*What to do*
Return every record in full. Match each one exactly.
______________________________
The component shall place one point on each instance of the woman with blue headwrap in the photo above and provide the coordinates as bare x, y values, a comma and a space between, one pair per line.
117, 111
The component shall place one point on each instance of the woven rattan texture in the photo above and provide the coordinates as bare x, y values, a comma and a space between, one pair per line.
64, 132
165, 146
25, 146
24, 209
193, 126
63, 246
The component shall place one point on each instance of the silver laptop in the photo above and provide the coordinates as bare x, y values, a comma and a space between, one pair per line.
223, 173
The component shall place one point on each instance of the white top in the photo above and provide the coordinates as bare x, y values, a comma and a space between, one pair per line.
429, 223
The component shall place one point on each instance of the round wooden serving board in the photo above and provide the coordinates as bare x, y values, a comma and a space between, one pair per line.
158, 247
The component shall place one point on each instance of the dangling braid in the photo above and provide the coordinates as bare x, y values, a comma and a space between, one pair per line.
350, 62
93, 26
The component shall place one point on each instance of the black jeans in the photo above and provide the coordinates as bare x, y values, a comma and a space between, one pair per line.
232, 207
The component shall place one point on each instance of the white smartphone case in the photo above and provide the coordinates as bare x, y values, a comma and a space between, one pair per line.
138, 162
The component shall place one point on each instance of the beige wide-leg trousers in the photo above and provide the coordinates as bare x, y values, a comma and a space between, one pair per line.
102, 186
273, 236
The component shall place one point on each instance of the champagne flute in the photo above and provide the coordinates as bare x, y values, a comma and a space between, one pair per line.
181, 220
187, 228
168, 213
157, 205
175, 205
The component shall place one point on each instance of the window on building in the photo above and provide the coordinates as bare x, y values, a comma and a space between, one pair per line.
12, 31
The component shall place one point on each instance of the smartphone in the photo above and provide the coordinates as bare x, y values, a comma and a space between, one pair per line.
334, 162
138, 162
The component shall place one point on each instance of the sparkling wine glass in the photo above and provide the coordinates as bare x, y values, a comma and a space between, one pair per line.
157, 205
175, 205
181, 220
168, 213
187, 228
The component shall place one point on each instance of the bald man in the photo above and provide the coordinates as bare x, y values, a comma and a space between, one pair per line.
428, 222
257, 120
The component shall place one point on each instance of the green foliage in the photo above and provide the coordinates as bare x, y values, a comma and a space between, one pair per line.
______________________________
*Exercise output*
The component shall place one point on each instance of the woman with blue headwrap in the photo above and provide the coordinates as bare x, y values, a comma and a space between, one pair per line.
117, 111
The component shall place one point on each instance of the woven rattan texture in the photo above and provide the coordinates as bare x, y values, a comma and a space between, one pair per line.
64, 132
165, 146
25, 146
24, 209
193, 126
63, 246
The component shall place one point on each instance of the silver laptop in the photo above and provide the coordinates as bare x, y values, a comma and a space between, one pair per line.
223, 173
The component shall place one point on each instance of the white top in the photo above and provide the coordinates as bare x, y values, a comma and a space between, one pair per line.
429, 223
The component shall place one point on each instance of the round wooden serving board in the photo above and provide the coordinates as bare x, y values, a comma and a space between, one pair per line.
158, 247
The component shall place one point on each instance of the dangling braid in the photo above and provide the coordinates as bare x, y values, a comma and a space between, one pair per line.
350, 62
93, 26
The component shall place one point on each instance of the black jeans in the photo above and provide the coordinates as bare x, y values, a comma and a space between, one pair per line.
232, 207
The component shall place one point on each instance of the white smartphone case in the photo above and provide the coordinates as bare x, y values, a comma and a space between, one pair per line.
138, 162
The component shall place one point on each instance of the beige wide-leg trousers in the photo above and provide the coordinates as bare x, y values, a comma and a space between, one pair per line.
102, 186
273, 236
The component shall place one point on each instance of the champagne flute in the photo above and provide the coordinates as bare x, y values, a comma and a space between, one pair per line.
181, 220
187, 228
168, 213
157, 205
175, 205
The component shall place one point on each instance of the window on building in the photo above and provide the coordinates as bare x, y values, a comma and a space between, one pair per line.
12, 31
The component shall place one point on each instance of the smartphone in the photo above and provide the coordinates as bare x, y values, a comma and a space between, one pair per line.
334, 162
138, 162
The component shall place one point on each instance of the sparkling wine glass in the photo above and provide the coordinates as bare x, y values, a comma and a space between, one pair per line.
157, 205
175, 205
181, 220
168, 213
187, 228
The component shall place one point on each instance of the bald man in the photo above and provide the coordinates as bare x, y values, a comma and a space between, one pair per line.
428, 222
257, 120
The component shall place one point on each instance of the green foliage in the photo above and provide the coordinates as bare x, y values, a comma and a space between, one pair per line.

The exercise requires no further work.